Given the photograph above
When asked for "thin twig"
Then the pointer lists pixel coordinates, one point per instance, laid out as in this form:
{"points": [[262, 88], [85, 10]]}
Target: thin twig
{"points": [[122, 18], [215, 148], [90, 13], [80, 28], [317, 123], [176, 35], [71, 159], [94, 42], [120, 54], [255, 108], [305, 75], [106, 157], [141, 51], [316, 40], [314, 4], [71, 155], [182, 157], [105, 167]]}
------------------------------------------------
* _THE REQUEST_: Can you rewrite the listing above with "thin twig" replaced by "dry branch" everywhere, leaving everything else as it is?

* _TASK RESPONSE_:
Given the photograph above
When asked for "dry branch"
Then the pointer lists pixel coordinates, one point per instance, laid out as in this form:
{"points": [[262, 88], [85, 10]]}
Target: dry branch
{"points": [[122, 18], [215, 148], [90, 13], [80, 28], [317, 123], [176, 35], [71, 159], [94, 42], [120, 54], [255, 108], [305, 75], [106, 157], [141, 51], [316, 40], [314, 4], [71, 155], [182, 157], [105, 167]]}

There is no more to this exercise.